- **PASSAGE SHOWN**:
>>

Could a Law Prohibiting Removal of Official Records Keep Donald Trump from Running in 2024?

Donald Trump
Donald Trump

Tasos Katopodis/Getty Images Donald Trump

The FBI's search of Donald Trump's home at the Mar-a-Lago resort in Palm Beach, Fla., on Monday is raising questions about an investigation into the alleged mishandling of White House records by the former president — and whether he potentially committed a crime that could keep him out of the White House.

In February, the National Archives and Records Administration said in a statement that federal government officials had gone to Florida to retrieve 15 boxes of documents and other items from Trump — which the agency said should have been handed over at the end of his time in office.

According to the Presidential Records Act, created in the years following President Richard Nixon's Watergate scandal, the president must preserve all records created during their tenure so that they can be handed over to the National Archives.

<<

- **COLLECTED DATA**:
>>

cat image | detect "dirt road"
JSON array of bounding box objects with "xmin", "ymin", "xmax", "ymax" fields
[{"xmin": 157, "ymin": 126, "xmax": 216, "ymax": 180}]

<<

- **CHALLENGES**:
A. Quote the article on the Mar-a-Lago search, starting with "Could a Law" and going on through "the White House.".
B. Condense the paragraph of the article on the Mar-a-Lago search that opens with "In February, the National Archives" into one shorter sentence that keeps its main facts.
The data that comes after the article on the Mar-a-Lago search is separate material and is not part of the article.

- **TASK RESULTS**:
A.
Could a Law Prohibiting Removal of Official Records Keep Donald Trump from Running in 2024?

Donald Trump
Donald Trump

Tasos Katopodis/Getty Images Donald Trump

The FBI's search of Donald Trump's home at the Mar-a-Lago resort in Palm Beach, Fla., on Monday is raising questions about an investigation into the alleged mishandling of White House records by the former president — and whether he potentially committed a crime that could keep him out of the White House.

B. In February, the National Archives and Records Administration said federal officials had gone to Florida to retrieve 15 boxes of documents and other items from Trump that should have been handed over when his term ended.